**TASK INSTRUCTIONS:**
Please count how many lines in the records below contain the word "belt", and reply with only that number.
━━━ THE RECORDS ━━━
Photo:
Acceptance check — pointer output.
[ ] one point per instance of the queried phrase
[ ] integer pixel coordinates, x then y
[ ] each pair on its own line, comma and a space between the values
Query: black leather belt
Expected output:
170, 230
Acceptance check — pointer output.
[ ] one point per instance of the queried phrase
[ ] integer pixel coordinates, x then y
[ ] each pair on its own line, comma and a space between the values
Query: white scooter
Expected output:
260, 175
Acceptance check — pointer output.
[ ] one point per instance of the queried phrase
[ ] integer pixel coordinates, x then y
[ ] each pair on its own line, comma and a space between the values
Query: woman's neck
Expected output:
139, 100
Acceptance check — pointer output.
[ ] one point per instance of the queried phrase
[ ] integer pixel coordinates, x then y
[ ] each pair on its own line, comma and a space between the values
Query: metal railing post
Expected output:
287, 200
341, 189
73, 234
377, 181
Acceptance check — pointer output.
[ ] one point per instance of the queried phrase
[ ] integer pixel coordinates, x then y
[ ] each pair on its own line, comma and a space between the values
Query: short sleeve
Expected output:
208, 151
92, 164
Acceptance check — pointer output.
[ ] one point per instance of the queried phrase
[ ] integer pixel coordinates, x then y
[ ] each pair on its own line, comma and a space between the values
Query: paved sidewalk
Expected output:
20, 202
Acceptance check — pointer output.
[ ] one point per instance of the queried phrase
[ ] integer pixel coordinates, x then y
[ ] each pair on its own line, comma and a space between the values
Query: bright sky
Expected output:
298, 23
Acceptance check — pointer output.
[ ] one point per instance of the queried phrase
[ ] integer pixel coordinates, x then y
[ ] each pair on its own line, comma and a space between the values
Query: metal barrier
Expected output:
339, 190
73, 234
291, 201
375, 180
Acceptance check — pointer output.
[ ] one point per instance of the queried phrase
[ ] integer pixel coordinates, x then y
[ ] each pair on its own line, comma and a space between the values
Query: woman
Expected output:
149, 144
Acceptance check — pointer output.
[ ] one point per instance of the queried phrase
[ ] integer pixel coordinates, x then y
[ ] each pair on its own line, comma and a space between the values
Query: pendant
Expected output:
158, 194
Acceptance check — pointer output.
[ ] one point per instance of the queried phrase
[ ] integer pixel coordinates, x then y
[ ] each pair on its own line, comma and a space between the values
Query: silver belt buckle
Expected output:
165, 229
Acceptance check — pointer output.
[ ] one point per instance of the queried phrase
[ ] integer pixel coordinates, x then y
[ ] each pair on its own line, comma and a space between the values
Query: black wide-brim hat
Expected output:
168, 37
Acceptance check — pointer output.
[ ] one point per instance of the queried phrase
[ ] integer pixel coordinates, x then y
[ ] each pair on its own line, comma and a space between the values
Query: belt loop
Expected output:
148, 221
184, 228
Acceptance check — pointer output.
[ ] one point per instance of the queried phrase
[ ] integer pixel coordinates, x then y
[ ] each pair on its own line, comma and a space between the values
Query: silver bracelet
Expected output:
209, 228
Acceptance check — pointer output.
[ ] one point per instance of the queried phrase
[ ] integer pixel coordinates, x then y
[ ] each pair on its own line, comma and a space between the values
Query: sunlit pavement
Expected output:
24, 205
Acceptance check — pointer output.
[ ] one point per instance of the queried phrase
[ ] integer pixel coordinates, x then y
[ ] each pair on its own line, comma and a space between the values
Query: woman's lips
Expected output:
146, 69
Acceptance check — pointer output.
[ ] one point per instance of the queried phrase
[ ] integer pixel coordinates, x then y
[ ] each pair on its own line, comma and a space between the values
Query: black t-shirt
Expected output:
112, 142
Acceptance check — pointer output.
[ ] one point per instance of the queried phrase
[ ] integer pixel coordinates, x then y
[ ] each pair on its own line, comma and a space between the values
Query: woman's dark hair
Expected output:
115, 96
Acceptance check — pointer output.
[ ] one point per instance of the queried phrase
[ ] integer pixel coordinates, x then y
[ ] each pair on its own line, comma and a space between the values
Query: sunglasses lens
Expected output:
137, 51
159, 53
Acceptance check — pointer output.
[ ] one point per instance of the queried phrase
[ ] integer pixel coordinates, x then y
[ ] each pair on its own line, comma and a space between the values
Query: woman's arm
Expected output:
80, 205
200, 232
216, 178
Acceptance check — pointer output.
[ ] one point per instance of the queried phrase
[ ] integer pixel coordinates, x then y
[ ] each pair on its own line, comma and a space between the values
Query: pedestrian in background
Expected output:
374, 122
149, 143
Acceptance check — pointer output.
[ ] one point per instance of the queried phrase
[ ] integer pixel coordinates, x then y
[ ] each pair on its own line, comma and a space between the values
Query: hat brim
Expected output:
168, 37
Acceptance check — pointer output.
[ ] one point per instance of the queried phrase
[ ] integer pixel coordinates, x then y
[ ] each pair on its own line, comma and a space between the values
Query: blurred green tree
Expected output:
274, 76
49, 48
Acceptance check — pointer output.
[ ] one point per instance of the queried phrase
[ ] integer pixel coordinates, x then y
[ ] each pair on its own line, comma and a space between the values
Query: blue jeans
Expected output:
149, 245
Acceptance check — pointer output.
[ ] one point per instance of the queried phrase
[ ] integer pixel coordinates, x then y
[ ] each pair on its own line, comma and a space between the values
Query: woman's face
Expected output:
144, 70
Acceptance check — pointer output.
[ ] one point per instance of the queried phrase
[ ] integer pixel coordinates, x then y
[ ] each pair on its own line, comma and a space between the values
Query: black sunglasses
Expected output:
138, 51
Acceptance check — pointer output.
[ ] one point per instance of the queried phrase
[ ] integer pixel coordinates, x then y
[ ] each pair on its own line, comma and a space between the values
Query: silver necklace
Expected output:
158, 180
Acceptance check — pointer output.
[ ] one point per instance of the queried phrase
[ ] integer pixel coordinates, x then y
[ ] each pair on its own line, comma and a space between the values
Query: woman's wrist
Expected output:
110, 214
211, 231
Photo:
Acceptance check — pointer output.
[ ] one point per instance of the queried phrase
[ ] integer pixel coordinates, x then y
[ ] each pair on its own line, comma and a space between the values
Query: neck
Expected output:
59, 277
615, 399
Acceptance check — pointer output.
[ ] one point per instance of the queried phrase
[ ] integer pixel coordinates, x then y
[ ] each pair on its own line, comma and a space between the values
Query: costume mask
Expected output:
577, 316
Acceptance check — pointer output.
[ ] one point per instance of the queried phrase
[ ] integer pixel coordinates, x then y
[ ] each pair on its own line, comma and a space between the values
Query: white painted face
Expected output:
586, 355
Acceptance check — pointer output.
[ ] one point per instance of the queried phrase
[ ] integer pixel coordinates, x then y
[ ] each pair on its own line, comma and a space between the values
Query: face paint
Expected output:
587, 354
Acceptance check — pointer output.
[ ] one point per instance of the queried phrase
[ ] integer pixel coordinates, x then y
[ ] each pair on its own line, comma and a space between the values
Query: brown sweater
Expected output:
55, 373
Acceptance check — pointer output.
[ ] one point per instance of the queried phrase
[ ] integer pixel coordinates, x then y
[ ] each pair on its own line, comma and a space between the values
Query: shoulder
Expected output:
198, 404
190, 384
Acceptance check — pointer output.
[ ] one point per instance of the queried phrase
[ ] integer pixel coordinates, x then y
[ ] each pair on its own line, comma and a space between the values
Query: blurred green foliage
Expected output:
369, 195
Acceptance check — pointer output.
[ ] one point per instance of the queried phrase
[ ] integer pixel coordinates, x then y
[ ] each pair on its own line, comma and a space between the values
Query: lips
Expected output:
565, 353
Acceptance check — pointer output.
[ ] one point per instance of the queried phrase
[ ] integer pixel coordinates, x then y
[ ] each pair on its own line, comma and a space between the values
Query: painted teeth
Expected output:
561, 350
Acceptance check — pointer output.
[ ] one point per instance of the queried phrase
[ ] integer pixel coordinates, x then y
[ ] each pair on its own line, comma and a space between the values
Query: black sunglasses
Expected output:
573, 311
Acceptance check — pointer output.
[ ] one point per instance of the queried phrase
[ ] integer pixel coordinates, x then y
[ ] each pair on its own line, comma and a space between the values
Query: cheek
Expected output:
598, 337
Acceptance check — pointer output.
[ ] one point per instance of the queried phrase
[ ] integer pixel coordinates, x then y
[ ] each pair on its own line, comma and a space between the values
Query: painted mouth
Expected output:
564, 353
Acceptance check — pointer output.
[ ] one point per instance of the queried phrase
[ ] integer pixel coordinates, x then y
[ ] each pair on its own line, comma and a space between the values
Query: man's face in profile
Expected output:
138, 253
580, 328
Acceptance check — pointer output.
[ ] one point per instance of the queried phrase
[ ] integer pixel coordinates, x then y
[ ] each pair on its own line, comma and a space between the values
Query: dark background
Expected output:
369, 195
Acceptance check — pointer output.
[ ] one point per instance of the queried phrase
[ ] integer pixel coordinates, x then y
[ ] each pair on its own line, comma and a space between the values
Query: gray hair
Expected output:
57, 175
━━━
**TASK SOLUTION:**
3